------ Records to process

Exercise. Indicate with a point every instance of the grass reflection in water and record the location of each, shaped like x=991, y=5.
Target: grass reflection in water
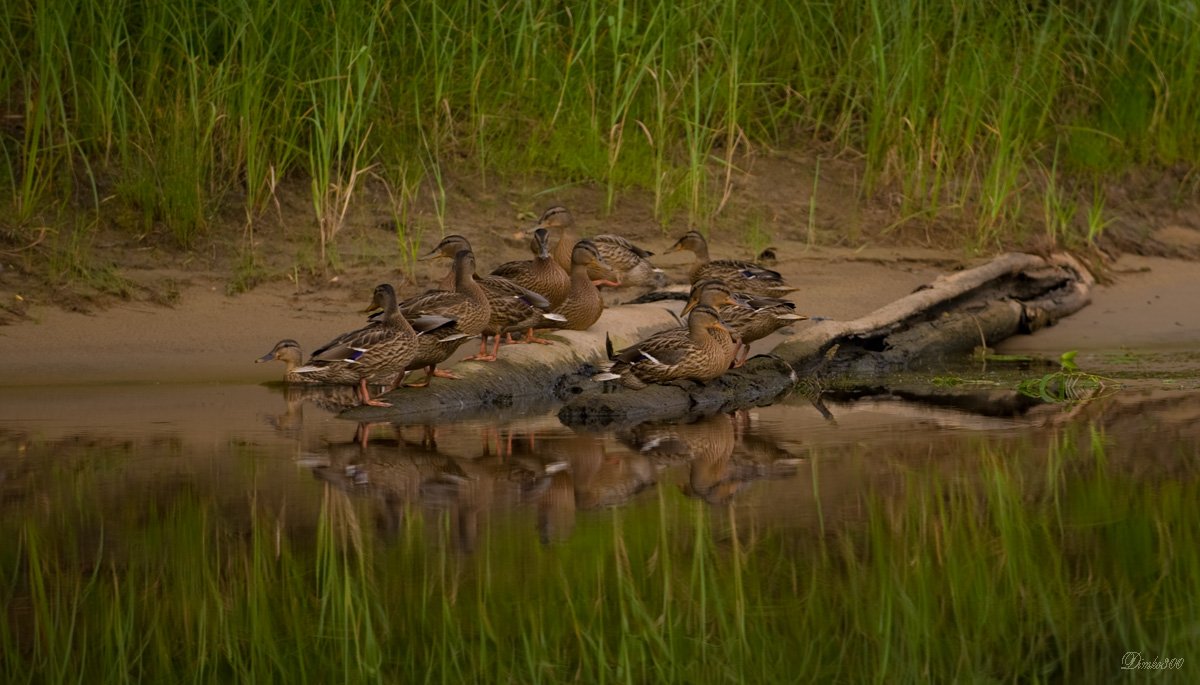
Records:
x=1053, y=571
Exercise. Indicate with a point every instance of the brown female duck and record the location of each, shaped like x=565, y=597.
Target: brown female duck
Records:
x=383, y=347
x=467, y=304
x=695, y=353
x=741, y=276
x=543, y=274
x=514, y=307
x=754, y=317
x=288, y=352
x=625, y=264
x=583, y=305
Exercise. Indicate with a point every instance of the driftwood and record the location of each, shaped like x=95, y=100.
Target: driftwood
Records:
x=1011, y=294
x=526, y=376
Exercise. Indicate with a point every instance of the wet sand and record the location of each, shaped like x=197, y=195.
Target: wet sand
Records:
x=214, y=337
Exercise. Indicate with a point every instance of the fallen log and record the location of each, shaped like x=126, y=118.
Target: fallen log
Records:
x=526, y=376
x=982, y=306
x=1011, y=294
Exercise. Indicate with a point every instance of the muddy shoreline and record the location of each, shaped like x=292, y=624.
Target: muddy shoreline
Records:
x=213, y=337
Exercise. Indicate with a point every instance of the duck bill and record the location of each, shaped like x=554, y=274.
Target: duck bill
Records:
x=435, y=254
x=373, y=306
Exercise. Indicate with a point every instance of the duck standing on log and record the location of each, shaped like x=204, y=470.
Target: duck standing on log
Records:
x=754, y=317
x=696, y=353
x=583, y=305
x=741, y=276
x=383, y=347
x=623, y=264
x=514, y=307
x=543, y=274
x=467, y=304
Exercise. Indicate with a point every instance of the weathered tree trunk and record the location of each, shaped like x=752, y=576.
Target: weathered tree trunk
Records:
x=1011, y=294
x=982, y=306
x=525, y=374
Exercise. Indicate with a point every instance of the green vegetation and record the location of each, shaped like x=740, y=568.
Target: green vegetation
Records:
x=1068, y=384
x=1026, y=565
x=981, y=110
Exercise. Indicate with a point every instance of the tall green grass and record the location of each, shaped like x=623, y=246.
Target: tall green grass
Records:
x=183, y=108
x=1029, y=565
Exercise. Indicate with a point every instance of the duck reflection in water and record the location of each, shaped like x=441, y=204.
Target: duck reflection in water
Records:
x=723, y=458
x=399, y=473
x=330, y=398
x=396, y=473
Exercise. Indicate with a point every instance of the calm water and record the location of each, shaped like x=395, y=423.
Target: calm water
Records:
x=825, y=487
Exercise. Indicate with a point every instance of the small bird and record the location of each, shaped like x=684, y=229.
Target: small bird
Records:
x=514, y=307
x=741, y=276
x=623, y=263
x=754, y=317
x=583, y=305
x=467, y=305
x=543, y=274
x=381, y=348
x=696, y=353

------------

Task to carry out:
Retype all of the rows above exactly as they are, leaving out the pictures.

Output of the exercise:
Exercise. Indicate with a point every instance of the grass reflection in water and record the location of each, shaped like x=991, y=5.
Target: grass reflection in water
Records:
x=1053, y=571
Exercise. Indicate with a point every instance of the brown female duck and record the location of each, shaped like x=565, y=597.
Target: brown female duck
Records:
x=383, y=347
x=467, y=304
x=695, y=353
x=741, y=276
x=543, y=274
x=514, y=307
x=754, y=317
x=288, y=352
x=625, y=264
x=583, y=305
Exercise. Indicate with a point every instance of the driftwood and record the location of each, shaped like x=95, y=100.
Target: driftwood
Records:
x=1011, y=294
x=526, y=376
Exercise. Indicate with a point every instance of the wet sand and record the location of each, shaped like x=197, y=195.
Target: wet sand
Records:
x=214, y=337
Exercise. Indicate with a point every instance of the fallen log and record the location of each, shaped like x=126, y=118.
Target: fallen log
Records:
x=526, y=376
x=982, y=306
x=1011, y=294
Exercise. Indicate with a point every instance of the muddy shoreline and record the location of each, shaped like x=292, y=624.
Target: muddy shoreline
Records:
x=213, y=337
Exercise. Indicate with a point every instance of the duck bill and record the location of each, shaped like x=554, y=274.
Target: duck bill
Records:
x=435, y=254
x=373, y=306
Exercise. Indicate with a point every instance of the duck standing on log and record the location of each, shaped like x=204, y=470.
Target: duck standing on log
Records:
x=754, y=317
x=696, y=353
x=583, y=305
x=741, y=276
x=383, y=347
x=623, y=264
x=514, y=307
x=543, y=274
x=467, y=304
Exercise. Indicate with a point every instance of the weathered tree trunk and record the location of each, shaped like x=752, y=576.
Target: weathered tree trunk
Records:
x=1011, y=294
x=982, y=306
x=525, y=374
Exercise. Indicate with a point every instance of the green vegetation and record the location of each, shaped like x=740, y=568.
Target: green vegetation
Records:
x=1068, y=384
x=1026, y=565
x=981, y=110
Exercise. Indicate with a point every instance of the tall green grass and record the location of each, shaped like x=623, y=246.
Target: tall green grass
Records:
x=183, y=108
x=1029, y=565
Exercise. Indicate with a point every instance of the duck reflection in water and record the location of each, shaped like x=441, y=204.
Target: duck reflection in water
Records:
x=723, y=458
x=399, y=473
x=330, y=398
x=396, y=473
Exercise. Indicate with a point every instance of the calm water and record the location of each, shaped like x=395, y=423.
Target: calm water
Records:
x=825, y=487
Exercise. Indicate with a point every instance of the small bird and record the location of each, shaped like x=684, y=229.
Target: small bird
Records:
x=514, y=307
x=741, y=276
x=623, y=263
x=754, y=317
x=583, y=305
x=467, y=305
x=543, y=274
x=381, y=348
x=696, y=353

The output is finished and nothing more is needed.